> [Task]
Could you give the records below again exactly, without the pictures?

> [Dataset]
----
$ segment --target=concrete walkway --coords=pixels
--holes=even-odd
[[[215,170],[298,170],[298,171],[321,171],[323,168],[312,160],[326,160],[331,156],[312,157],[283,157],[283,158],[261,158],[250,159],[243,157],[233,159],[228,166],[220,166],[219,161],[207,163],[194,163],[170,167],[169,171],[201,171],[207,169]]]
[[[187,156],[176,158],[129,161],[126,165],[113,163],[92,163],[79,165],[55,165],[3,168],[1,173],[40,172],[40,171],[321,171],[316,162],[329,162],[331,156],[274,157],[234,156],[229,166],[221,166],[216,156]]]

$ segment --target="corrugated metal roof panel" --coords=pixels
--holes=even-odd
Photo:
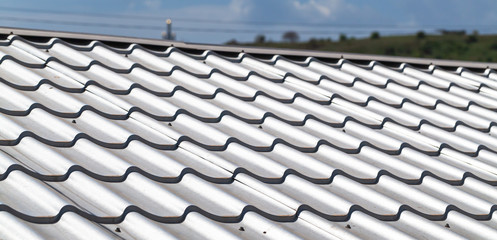
[[[1,237],[497,234],[492,71],[0,45]]]

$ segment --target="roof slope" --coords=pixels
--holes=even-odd
[[[2,238],[497,234],[491,69],[42,40],[0,41]]]

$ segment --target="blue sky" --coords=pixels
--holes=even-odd
[[[279,41],[288,30],[301,40],[375,30],[497,33],[496,10],[495,0],[2,0],[0,26],[160,38],[171,18],[177,40],[219,44],[257,34]]]

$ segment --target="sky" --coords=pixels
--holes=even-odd
[[[496,0],[2,0],[0,26],[223,44],[257,35],[280,41],[413,34],[423,30],[497,33]]]

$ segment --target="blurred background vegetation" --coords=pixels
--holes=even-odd
[[[226,44],[270,48],[292,48],[319,51],[367,53],[391,56],[497,62],[497,35],[479,35],[477,31],[439,30],[439,34],[428,35],[419,31],[408,36],[381,36],[372,32],[369,38],[355,39],[341,34],[337,40],[312,38],[298,41],[296,32],[286,32],[282,41],[266,41],[264,35],[257,35],[254,42]]]

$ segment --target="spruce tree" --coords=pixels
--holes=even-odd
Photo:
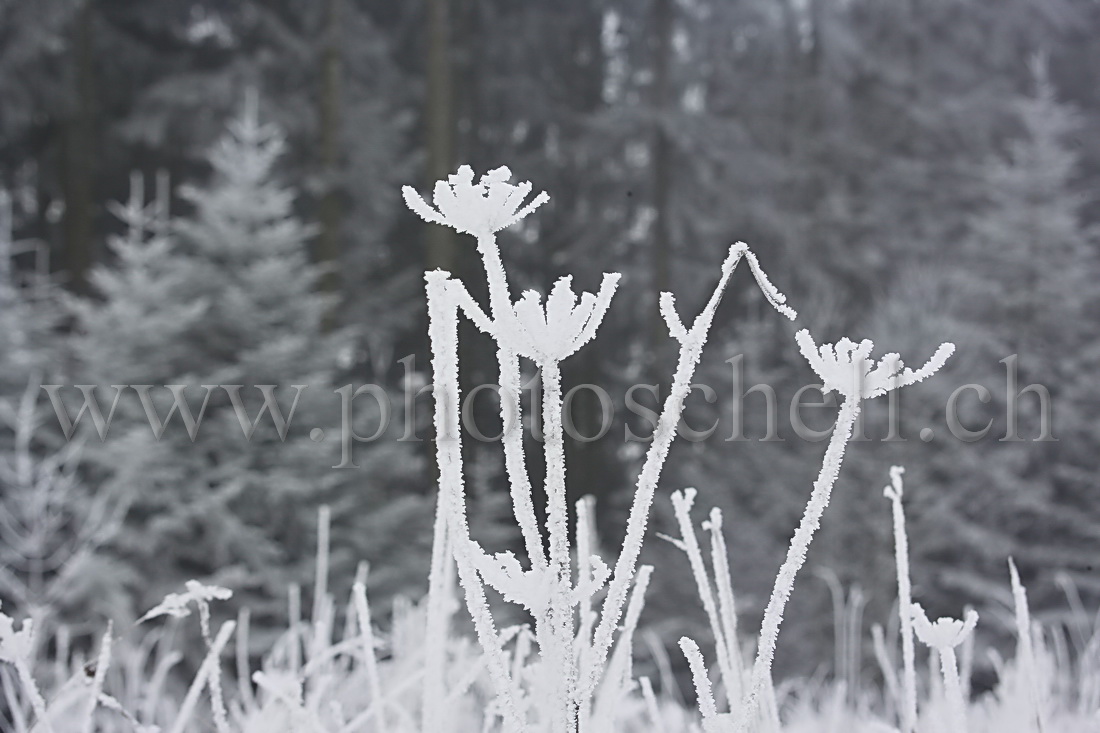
----
> [Solution to this problem]
$ segment --target=concrete walkway --coords=pixels
--holes=even-odd
[[[215,170],[298,170],[298,171],[321,171],[323,168],[312,160],[326,160],[331,156],[312,157],[283,157],[283,158],[261,158],[250,159],[243,157],[233,159],[228,166],[220,166],[219,161],[207,163],[194,163],[170,167],[169,171],[201,171],[207,169]]]
[[[187,156],[176,158],[129,161],[126,165],[113,163],[92,163],[79,165],[55,165],[3,168],[1,173],[40,172],[40,171],[321,171],[316,162],[329,162],[331,156],[274,157],[234,156],[229,166],[221,166],[216,156]]]

$ segment --target="corrugated metal roof panel" --coords=pixels
--holes=even-odd
Photo:
[[[1,237],[497,234],[492,71],[0,45]]]

$ segment --target="roof slope" --coords=pixels
--holes=even-odd
[[[2,238],[497,234],[491,69],[42,40],[0,41]]]

$ segment --target="blue sky" --coords=pixels
--holes=even-odd
[[[279,41],[288,30],[301,40],[375,30],[497,33],[496,10],[495,0],[2,0],[0,26],[160,38],[171,18],[177,40],[219,44],[257,34]]]

$ segment --target="sky" --coords=pixels
--holes=even-odd
[[[496,0],[2,0],[0,26],[223,44],[257,35],[280,41],[413,34],[423,30],[497,33]]]

$ segment --target="blurred background vegetation" --coords=pixels
--holes=even-odd
[[[226,44],[270,48],[292,48],[319,51],[367,53],[391,56],[497,62],[497,35],[479,35],[477,31],[439,30],[439,34],[428,35],[419,31],[408,36],[381,36],[372,32],[369,38],[355,39],[341,34],[337,40],[312,38],[298,41],[296,32],[286,32],[282,41],[266,41],[264,35],[257,35],[254,42]]]

$ segment --target="spruce tree" --coords=pixels
--holes=even-odd
Photo:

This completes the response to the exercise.